**Parts of the exercise**:
1. In the text on Gavin Schilling's season, what percentage of his free throws did he make?
2. Proceed with the text on Gavin Schilling's season, picking up right after its final sentence.

This is the sixth post of my Season in Review series where I will analyze each MSU player’s season and give each a grade based on (my) preseason expectations

Rich Barnes-USA TODAY Sports

Gavin Schilling went from a freshman who almost always looked uncomfortable on the court to a sophomore who only sometimes looked uncomfortable. After coming off the bench for the first 6 games, he started the seventh game against Kansas and remained the starter for the rest of the season. While he didn't have a particularly diverse or strong offensive game, his rim-running, offensive rebounding (his 12.3% OReb was best on the team), and the threat as an alley-oop target were all useful as offensive weapons in his limited role.

The Comparisons

Using this player comparison tool created by MGoBlog’s Alex Cook, these are the B1G players with the highest similarity scores (dates back to 2008):

I'm beginning to learn that non-stars' comparisons are typically former non-stars and aren't as exciting. This is just a list of typical big men and it's an odd coincidence that 5 of the 10 are from last year. No one on this list really inspires excitement but also none of them are guys that'd you wouldn't want as a backup center.

The Good

Schilling drastically improved from his freshman season across the board despite getting a bigger role. He fouled less (still fouls way too much), got fouled more, shot better, turned it over less, and mostly maintained his rebounding rates. He looked good in the beginning of the year and was making a decent case that he was the best big man on the team for a little while. He had two double-doubles on the year with both coming in the first half of the season against Santa Clara (a blowout) and Penn State (only a 6 point MSU victory).

The Bad

Schilling started out the 2014-15 season very solid. After some point, however he seemed to hit a wall and he just struggled. He had a huge issue with FT’s and ended up shooting just 47.9% on them. If you follow me on twitter you may remember that I was a huge proponent of Costello in the Costello vs. Schilling debate. Outside of finishing alley-oops and some lateral quickness, there wasn’t really an area Schilling had much of an edge over Costello. He turned it over more, assisted less, and had a decently lower ORtg. While you should always take plus-minus with a grain of salt, there was a sizable gap between the two MSU centers over the last 7 games of the conference season and during the Big Ten Tournament.

**Dataset entries**:
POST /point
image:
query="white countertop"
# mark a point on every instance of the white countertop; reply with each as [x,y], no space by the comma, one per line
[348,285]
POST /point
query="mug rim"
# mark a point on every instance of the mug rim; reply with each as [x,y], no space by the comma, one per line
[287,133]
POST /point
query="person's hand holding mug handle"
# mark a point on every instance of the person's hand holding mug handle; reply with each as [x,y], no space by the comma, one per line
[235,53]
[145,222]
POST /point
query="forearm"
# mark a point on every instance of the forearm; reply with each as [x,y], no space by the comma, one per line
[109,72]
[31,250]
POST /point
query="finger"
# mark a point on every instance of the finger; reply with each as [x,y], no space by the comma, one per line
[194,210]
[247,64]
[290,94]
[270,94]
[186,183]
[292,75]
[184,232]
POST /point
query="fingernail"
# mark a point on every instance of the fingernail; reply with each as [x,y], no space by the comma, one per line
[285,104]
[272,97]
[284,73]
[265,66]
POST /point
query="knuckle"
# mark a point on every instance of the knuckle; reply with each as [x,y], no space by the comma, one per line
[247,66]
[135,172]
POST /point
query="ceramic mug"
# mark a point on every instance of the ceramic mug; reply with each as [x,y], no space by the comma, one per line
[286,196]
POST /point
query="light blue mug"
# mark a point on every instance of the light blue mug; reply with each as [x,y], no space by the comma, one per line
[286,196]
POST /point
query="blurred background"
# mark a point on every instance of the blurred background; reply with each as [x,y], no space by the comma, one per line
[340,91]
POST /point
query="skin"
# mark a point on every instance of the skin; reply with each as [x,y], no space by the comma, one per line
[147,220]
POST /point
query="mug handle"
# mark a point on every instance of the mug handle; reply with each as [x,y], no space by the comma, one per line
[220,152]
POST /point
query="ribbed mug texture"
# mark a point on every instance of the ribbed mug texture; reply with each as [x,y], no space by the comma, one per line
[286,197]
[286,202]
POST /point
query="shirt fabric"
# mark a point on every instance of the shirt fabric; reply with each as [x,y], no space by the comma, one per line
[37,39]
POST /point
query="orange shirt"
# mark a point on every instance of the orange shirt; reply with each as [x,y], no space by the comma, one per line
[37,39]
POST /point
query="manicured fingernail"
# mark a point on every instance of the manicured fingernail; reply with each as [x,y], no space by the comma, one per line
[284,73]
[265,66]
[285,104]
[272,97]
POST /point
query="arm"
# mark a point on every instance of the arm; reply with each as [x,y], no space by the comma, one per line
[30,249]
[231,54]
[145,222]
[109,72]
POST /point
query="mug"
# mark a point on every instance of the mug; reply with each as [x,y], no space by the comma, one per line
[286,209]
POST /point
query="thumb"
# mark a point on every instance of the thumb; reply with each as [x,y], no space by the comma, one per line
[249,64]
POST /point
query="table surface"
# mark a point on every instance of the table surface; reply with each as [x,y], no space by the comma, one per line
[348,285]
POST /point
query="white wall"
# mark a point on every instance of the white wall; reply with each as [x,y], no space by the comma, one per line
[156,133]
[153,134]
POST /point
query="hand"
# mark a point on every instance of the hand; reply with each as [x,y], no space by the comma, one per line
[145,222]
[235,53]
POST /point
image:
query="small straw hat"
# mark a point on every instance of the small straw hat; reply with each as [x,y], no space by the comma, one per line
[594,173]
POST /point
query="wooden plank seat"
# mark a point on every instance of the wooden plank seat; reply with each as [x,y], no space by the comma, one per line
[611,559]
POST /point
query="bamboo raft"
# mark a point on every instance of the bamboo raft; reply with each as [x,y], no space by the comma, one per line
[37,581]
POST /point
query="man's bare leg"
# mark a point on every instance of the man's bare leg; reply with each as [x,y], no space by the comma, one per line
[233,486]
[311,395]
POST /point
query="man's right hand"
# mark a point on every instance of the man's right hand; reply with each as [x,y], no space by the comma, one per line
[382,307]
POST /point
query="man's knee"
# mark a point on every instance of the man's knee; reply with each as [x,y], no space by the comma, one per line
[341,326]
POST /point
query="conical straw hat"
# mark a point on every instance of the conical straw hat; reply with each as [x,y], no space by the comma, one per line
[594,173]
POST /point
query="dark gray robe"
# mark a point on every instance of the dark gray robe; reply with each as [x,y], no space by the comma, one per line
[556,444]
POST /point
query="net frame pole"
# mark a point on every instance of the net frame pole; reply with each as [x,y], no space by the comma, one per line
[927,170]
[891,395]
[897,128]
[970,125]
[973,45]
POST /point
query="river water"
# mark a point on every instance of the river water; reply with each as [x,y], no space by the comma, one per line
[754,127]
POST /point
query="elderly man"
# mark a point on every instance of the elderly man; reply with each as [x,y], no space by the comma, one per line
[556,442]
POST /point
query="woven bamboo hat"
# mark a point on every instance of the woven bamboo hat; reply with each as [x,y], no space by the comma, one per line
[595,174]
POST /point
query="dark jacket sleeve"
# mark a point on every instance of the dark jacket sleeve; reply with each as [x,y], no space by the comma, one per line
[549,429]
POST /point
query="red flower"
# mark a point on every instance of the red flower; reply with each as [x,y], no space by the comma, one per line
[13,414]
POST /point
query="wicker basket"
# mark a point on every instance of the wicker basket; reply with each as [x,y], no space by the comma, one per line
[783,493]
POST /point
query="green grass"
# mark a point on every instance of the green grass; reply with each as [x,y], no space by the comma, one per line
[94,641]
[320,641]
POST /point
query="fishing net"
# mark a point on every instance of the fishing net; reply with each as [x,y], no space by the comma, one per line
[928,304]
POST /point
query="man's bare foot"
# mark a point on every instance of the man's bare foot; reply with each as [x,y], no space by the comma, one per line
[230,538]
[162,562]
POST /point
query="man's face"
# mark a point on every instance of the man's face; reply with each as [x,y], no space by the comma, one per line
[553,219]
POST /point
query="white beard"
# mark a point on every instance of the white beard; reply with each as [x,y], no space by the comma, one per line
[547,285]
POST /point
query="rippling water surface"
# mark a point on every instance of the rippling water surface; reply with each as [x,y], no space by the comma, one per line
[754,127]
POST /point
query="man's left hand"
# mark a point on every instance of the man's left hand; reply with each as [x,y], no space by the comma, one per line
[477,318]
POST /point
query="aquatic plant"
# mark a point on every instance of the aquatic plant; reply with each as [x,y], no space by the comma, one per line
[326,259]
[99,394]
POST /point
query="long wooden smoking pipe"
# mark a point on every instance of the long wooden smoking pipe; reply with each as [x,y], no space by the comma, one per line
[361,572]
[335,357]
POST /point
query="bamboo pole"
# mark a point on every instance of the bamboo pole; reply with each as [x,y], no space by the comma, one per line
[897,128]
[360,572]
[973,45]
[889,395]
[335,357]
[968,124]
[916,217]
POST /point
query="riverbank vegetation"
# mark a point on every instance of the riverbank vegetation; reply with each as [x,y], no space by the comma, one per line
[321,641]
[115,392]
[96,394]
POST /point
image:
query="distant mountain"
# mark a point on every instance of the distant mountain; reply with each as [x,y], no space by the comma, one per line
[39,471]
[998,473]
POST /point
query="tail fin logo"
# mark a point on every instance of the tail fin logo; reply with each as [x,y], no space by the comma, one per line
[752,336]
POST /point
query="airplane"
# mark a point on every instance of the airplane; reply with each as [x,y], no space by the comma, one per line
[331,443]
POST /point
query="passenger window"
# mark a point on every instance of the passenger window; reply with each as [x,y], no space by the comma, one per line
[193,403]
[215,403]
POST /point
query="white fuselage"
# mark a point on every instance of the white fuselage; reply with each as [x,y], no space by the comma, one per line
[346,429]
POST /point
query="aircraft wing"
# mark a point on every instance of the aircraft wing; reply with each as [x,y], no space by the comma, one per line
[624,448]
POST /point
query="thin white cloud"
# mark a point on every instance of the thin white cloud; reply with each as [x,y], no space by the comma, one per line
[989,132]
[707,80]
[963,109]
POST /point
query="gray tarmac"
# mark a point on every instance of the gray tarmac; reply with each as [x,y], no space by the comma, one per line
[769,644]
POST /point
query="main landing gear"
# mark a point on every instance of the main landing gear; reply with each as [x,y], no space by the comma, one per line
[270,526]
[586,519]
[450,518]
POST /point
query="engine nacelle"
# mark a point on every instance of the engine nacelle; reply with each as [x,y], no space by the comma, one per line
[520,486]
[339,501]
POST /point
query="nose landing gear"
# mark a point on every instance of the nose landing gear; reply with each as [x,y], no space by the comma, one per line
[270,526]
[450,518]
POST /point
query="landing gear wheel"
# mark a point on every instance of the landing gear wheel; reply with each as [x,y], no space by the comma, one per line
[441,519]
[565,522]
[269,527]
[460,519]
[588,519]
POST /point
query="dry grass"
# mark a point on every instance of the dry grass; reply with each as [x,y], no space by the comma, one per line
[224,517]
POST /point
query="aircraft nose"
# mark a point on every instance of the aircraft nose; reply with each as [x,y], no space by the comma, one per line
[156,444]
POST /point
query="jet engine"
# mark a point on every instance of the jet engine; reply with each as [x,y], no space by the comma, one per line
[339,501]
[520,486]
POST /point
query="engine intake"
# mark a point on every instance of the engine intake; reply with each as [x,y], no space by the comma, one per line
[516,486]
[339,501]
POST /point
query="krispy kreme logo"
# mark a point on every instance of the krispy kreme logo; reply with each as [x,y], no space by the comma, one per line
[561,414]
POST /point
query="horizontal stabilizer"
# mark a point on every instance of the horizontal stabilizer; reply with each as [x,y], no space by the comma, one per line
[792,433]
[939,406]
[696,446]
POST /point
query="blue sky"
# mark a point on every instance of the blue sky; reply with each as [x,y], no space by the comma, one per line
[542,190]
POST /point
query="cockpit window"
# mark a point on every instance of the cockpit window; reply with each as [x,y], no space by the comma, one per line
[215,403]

**Results**:
1. 47.9%

2.
Again, take plus-minus with a grain of salt in such a small sample size but that’s pretty rough. During the Georgia game in the NCAA tournament, I tweeted this out and it got a lot more retweets/favorites than I expected/wanted it to.

Not a great sign.

Overall

One thing about Schilling is that he's pretty young for his class. He's a 19 year old rising junior and turns 20 on November 10 (I think). Another thing to take into account is that he really wasn't a highly rated recruit. He was just #137 on 247Sports' composite rankings and that likely had more to do with his potential than immediate impact. He was someone that could've really benefited from a redshirt season as a freshman, but there was so little frontcourt depth in 2013-14 that he was forced into action. After a freshman season in which he was pretty bad, he made a pretty big leap forward to be adequate this year. If he can make anywhere need that leap again for next year, he can make a big impact at center for the next two seasons. If I had to make a prediction I'd guess Costello gets more minutes than Schilling next year but Gavin may very well start again. He fouls a ton and makes silly mistakes but there's still a decent amount of upside to him.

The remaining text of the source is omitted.